Problem:
Collect every line in the rows below that contains the word "instance", matching case exactly.
==*==
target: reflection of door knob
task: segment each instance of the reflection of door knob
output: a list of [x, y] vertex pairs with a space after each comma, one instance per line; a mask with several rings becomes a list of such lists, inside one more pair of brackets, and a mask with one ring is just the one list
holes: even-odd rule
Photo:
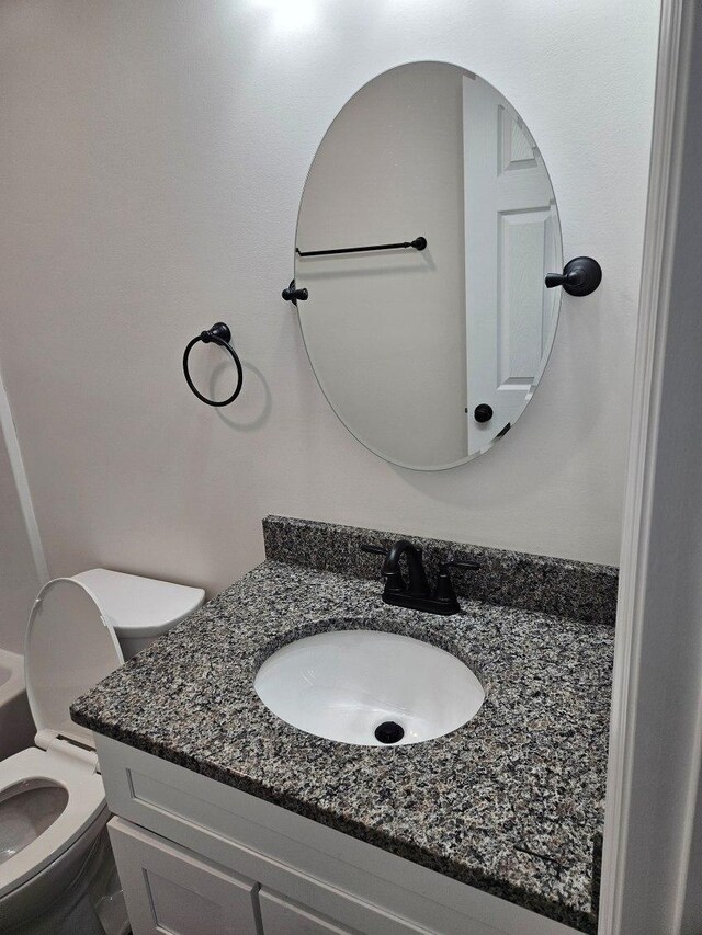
==*==
Correct answer:
task: segment each instance of the reflection of door knob
output: a list of [x, y] vertex pairs with a space after each comma, one instance per line; a mask with several rings becomes a list of such lists, inside one more pair of brackets, and a mask with one ring is just the one list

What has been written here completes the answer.